ACTIVITY 1:
In the forum post about UMI deduplication, which single-cell protocol does the poster say they are using?
ACTIVITY 2:
Continue the forum post about UMI deduplication from its final sentence.

EXERCISE TEXT:
Hello,
I have a single-cell protocol in which I have UMI (6nts long). I have individual fastq file for each individual cell sequenced single end 150bp using Nextera library prep. I am trying to extract the UMI information but have several questions.
1) When fragmentation occurs after PCR amplification, how it is possible to deduplicate the reads, since some reads will not be attached to the UMIs anymore, but would have initially come from a read with UMI? Are the reads with no UMI completely discarded from any analysis even though they may have been part of a read with a UMI initially?
2) Using regex I was able to extract UMI. I then trimmed, mapped, counted the number of genes using featureCounts and use umi_tools dedup to get information. From then it is not clear to me what the information actually means. Out of 4509 UMIs, 2182 needed to be deduplicated? How does this give information about my library?
Output from umi_tools extract:
INFO Input Reads: 31466543
INFO regex does not match read1: 29855051
INFO regex matches read1: 1611492
INFO Reads output: 1611492
Output from featureCounts:
Assigned 3868
Unassigned_Unmapped 221558
Output from umi_tools dedup:
INFO total_umis 4509
INFO #umis 1068
INFO Reads: Input Reads: 4509
INFO Number of reads out: 3212
INFO Total number of positions deduplicated: 2182
Mean number of unique UMIs per position: 1.71
INFO Max. number of unique UMIs per position: 51
Thank you for your help
EDIT:
I am using the MATQ-Seq protocol. Sadly, the paper is not very clear with what is done with the UMIs in this protocol, neither the scripts are available.

DATA RECORDS:
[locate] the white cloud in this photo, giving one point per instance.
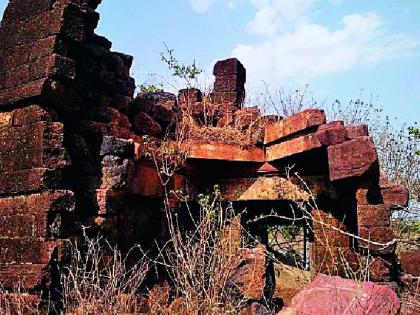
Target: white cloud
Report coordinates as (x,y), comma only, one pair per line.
(201,5)
(292,47)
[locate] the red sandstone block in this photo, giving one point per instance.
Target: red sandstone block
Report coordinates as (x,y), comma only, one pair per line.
(369,196)
(144,124)
(164,115)
(292,147)
(30,180)
(47,202)
(379,269)
(354,132)
(14,57)
(226,152)
(294,124)
(329,237)
(22,92)
(332,133)
(43,48)
(116,172)
(108,201)
(24,9)
(373,216)
(382,235)
(31,114)
(231,97)
(29,276)
(334,260)
(228,83)
(352,158)
(189,97)
(331,124)
(116,146)
(38,69)
(32,146)
(410,262)
(230,66)
(22,137)
(15,76)
(17,251)
(61,67)
(34,28)
(395,195)
(20,226)
(247,116)
(322,219)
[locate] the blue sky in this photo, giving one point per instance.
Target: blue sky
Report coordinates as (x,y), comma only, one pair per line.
(338,47)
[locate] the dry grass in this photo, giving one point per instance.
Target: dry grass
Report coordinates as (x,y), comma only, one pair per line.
(200,263)
(98,281)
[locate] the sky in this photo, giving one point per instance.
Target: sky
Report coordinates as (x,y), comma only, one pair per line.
(342,49)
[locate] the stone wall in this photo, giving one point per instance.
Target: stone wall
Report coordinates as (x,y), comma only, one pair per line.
(74,141)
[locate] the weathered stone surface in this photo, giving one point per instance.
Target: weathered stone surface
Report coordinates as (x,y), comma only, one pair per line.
(250,276)
(32,146)
(263,188)
(29,251)
(332,133)
(146,180)
(395,195)
(410,262)
(33,215)
(146,102)
(369,196)
(289,282)
(226,152)
(354,132)
(291,147)
(229,67)
(188,97)
(107,201)
(294,124)
(382,235)
(373,216)
(228,83)
(352,158)
(246,117)
(379,269)
(334,295)
(30,180)
(146,125)
(118,147)
(116,172)
(28,276)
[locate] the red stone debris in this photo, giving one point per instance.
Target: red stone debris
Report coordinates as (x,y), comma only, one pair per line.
(334,295)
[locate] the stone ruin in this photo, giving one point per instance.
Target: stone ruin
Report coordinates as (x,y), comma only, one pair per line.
(72,154)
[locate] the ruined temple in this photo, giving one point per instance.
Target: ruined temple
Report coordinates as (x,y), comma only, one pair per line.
(73,154)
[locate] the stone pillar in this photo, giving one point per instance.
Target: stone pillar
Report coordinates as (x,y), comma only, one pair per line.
(229,87)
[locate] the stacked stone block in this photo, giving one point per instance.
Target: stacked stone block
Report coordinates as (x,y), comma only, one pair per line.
(230,81)
(34,205)
(73,153)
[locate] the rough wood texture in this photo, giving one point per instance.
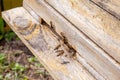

TASK RESPONSE 1:
The MATQ-Seq protocol.

TASK RESPONSE 2:
I am also doing single cell bacteria in which having a low mapping rate is kind of normal. I usually get 10% of my total reads mapping to the genome.
Are you sure your UMI is still part of the read? I am asking because you mentioned that you have a 150bp single-end read, and your data is already split to cell-specific FastQs.
Several single-cell protocols I know (e.g. the CEL-seq2 protocol) use paired-end sequencing and one read of the pair contains exclusively the cell-barcode & UMI while the second read comprises the actual cDNA sequence. So to me, it seems likely that your data is already demultiplexed and deduplicated?
Are you aware of this dedicated umi-tools guide for single-cell data?